- [Text under study]
******************************

Petaluma Profile: Bird ecologist sounds the alarm about disappearing shorebirds

Local solutions may not be enough to save them, Scott Jennings says.|

Scott Jennings is trying to understand the declining numbers of migrating shorebirds at Tomales Bay.

Jennings, an avian ecologist from Petaluma, has worked at Audubon Canyon Ranch since 2016. The nonprofit is an environmental conservation organization founded in 1962 in Marin County.

Audubon Canyon Ranch works to protect herons, egrets, waterbirds, and shorebirds in the region. The group’s research goal is to better understand what’s happening to the bird population and determine if conservation efforts need to be stepped up, and if so, how.

“If you happen to be on Tomales Bay at the right time and place, it can seem like there are quite a few shorebirds around,” Jennings said. “But just 30 years ago there were almost three times as many.”

Many people know Tomales Bay for its oysters and for kayaking. But it is also an important wintering destination for migrating shorebirds. The 15-mile-long tidal estuary, formed by the San Andreas Fault, is part of the Pacific Flyway, a chain of habitats that migrating birds use as stopovers or wintering grounds along the west coast of the Americas.

“The birds connect various landscapes along this route,” Jennings said. “The connections between all these species and the different landscapes they travel through are really fascinating and beautiful to me.”

In Tomales Bay alone, dozens of species of shorebirds have been spotted. Many of them travel astonishingly long distances to winter in Tomales Bay or along the west coast of North and Central America. Each summer, some fly to the Arctic tundra. Others navigate their way to particular locations between the Rockies and the Sierra and Cascade ranges where they breed and nest.

“These birds have a tremendous capacity to time the seasons and travel great distances to find food and raise their young,” Jennings said, full of admiration.

******************************

- [Entries provided]
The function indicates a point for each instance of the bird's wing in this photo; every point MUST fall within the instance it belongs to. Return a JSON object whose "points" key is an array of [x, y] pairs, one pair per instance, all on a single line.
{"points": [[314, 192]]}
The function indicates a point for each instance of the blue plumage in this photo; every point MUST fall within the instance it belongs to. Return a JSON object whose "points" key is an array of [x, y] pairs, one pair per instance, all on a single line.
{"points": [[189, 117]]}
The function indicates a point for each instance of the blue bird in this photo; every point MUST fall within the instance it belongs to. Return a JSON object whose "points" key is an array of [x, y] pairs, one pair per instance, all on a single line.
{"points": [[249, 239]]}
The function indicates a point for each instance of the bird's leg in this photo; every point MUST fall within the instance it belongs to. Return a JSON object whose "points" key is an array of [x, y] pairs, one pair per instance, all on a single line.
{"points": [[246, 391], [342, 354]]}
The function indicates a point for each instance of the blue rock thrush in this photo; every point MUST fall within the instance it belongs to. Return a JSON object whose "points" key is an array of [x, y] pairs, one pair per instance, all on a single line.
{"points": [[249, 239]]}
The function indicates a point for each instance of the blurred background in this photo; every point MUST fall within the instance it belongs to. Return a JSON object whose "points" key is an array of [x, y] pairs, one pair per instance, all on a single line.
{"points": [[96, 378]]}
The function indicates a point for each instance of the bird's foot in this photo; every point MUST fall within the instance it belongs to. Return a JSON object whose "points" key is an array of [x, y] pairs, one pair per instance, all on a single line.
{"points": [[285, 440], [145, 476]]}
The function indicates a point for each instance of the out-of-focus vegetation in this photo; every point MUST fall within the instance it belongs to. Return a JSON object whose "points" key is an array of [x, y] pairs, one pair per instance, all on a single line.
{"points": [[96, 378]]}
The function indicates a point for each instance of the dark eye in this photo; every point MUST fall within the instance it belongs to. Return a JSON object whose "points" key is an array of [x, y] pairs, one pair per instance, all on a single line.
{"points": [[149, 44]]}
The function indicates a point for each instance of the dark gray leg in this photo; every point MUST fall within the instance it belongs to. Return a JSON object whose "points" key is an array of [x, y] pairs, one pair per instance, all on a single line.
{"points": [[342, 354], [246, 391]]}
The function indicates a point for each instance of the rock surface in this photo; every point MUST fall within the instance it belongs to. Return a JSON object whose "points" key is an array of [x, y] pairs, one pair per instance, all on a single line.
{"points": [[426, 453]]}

******************************

- [Work order 1] Reproduce the passage of the shorebird article starting at "In Tomales Bay alone, dozens" and ending at "breed and nest.".
- [Work order 2] Carry on the article about Scott Jennings and the declining shorebirds from its final sentence.

- [Response box 1]
In Tomales Bay alone, dozens of species of shorebirds have been spotted. Many of them travel astonishingly long distances to winter in Tomales Bay or along the west coast of North and Central America. Each summer, some fly to the Arctic tundra. Others navigate their way to particular locations between the Rockies and the Sierra and Cascade ranges where they breed and nest.

- [Response box 2]
In the wintertime, maybe you’ve seen plovers that scuttle back and forth as if chasing the waves on sandy beaches or dunlin that soar in unison in big flocks over the water.

“Some of the shorebirds are tough to tell apart so people just lump them all into one group called ‘peeps,’ because they resemble the marshmallow candies,” said Jennings,

With the help of volunteers, scientists at Audubon Canyon Ranch have been counting the shorebird populations for decades, building invaluable long-term data-sets. This is not as easy as it might seem. Imagine identifying and counting thousands of very similar-looking birds that are often found together and are constantly on the move.

“Every winter, we have up to 15 teams of one to three observers, each going out to assigned sections of likely shorebird habitat along Tomales Bay,” Jennings said, describing the tightly orchestrated counts he helps organize between November and February.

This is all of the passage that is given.